Posts about Internet

Leave our net alone*

The internet’s not broken.

So then why are there so many attempts to regulate it? Under the guises of piracy, privacy, pornography, predators, indecency, and security, not to mention censorship, tyranny, and civilization, governments from the U.S. to France to Germany to China to Iran to Canada — as well as the European Union and the United Nations — are trying to exert control over the internet.

Why? Is it not working? Is it presenting some new danger to society? Is it fundamentally operating any differently today than it was five or ten years ago? No, no, and no.

So why are governments so eager to claim authority over it? Why would legacy corporations, industries, and institutions egg them on? Because the net is working better than ever. Because they finally recognize how powerful it is and how disruptive it is to their power.

And that is precisely why we must fight against their attempts to regulate it, to change it, to throttle it, to oversee it, to insert controls into it, to grant them sovereignty over it. We also must resist the temptation to compromise, to accept the lesser of evils. Last week, Federal Communications Commissioner Robert McDowell warned of the danger of the U.N. asserting governance over the net, but then he turned around and argued that “merely saying ‘no’ to any changes to the current structure of Internet governance is likely to be a losing proposition.”

Why? I repeat: It’s not broken. This is why I urged French President Nicolas Sarkozy to take a Hippocratic oath for the net. This is why I have come to side with Sen. Al Franken on at least this: Net neutrality is not regulation; it is protecting the net from companies trying to change it. This is why the Reddit community is writing the Free Internet Act.

This is why I argued in Public Parts that we must have a discussion of the principles of an open society and the tools of publicness that enable it. This is why I wrote Public Parts. And that is why I’m posting the last chapter of the book, which argues that governments and companies are not protectors of the net and that we must be.

It’s not broken. Don’t fix it. Leave our net alone.

*Sung to the tune of….

We don’t need no regulation.
We dont need no thought control
No dark sarcasm in the network
Government: Leave our net alone
Hey! Government! Leave our net alone!
All in all it’s just another brick in the wall.
All in all you’re just another brick in the wall.

Public Parts on Reding’s four pillars

Since European Commission VP Viviane Reding’s proposal for internet regulation — under her four pillars — are the topic of discussion this week at DLD in Munich and in Europe, here is what I wrote about them in Public Parts:

* * *

I fear the unintended consequences that may come from regulation. Take, for example, European Union Justice Commissioner Viviane Reding’s four pillars of data protection, which she proposed in 2011. I have no argument with one of them: transparency. Companies that collect data should be open about when that is done and how information will be used.

*LISTED RECORDS*
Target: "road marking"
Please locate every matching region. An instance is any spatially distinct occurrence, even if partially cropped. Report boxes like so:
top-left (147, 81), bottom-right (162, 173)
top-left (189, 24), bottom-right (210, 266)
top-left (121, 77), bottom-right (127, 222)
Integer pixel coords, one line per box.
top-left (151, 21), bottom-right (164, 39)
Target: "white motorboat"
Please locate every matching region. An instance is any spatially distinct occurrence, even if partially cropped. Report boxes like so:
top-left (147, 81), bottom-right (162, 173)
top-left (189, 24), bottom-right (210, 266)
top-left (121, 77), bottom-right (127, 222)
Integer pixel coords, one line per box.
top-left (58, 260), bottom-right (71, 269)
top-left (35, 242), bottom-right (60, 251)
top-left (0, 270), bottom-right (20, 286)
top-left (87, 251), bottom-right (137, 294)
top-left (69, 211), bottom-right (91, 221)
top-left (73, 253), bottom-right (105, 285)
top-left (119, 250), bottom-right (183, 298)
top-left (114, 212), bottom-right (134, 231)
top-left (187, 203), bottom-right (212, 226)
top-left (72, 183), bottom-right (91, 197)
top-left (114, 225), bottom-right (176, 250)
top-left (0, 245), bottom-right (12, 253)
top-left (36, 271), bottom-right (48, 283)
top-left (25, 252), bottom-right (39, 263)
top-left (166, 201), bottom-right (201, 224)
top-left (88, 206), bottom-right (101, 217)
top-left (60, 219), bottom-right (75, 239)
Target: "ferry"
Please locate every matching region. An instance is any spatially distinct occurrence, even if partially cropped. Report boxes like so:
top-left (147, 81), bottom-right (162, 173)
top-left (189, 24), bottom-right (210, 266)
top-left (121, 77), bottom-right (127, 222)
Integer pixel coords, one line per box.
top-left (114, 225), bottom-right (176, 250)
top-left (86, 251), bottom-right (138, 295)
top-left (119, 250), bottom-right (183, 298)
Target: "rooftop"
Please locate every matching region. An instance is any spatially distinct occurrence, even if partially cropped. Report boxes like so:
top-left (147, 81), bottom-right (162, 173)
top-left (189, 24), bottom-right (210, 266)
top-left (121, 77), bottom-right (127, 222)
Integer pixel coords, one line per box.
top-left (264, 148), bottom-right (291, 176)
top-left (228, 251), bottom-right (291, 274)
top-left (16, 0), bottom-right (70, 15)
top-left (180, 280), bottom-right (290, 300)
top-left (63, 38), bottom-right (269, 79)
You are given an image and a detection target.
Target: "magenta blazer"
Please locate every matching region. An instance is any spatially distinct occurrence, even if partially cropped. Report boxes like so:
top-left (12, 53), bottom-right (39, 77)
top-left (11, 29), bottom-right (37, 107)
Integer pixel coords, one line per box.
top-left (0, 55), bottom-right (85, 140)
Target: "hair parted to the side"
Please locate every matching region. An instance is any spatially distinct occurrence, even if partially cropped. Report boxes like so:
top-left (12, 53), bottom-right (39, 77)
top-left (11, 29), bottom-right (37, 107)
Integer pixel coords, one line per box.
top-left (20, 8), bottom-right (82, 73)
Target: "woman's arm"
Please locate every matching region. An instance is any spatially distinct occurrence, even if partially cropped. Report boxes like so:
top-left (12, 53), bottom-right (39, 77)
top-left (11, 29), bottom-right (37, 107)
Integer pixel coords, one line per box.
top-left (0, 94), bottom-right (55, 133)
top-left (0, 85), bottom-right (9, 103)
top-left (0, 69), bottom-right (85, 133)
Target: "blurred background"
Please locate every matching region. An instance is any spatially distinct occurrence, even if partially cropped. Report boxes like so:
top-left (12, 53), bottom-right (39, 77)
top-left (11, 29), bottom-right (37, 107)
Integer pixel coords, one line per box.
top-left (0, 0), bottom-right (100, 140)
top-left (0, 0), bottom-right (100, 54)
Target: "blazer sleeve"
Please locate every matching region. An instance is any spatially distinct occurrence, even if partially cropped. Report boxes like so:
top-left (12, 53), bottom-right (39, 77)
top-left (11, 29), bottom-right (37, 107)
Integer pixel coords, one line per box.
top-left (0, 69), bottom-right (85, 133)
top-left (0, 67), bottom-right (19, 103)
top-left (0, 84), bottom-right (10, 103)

*PROBLEM*
Answer these questions using the post on internet regulation:
(a) Which Federal Communications Commissioner warned of the danger of the U.N. asserting governance over the net?
(b) Which community is writing the Free Internet Act?
(c) Which of Viviane Reding's four pillars of data protection does the writer have no argument with?
The listing comes from a source separate from the post on internet regulation.

*WRITTEN SOLUTION*
(a) Robert McDowell
(b) The Reddit community
(c) Transparency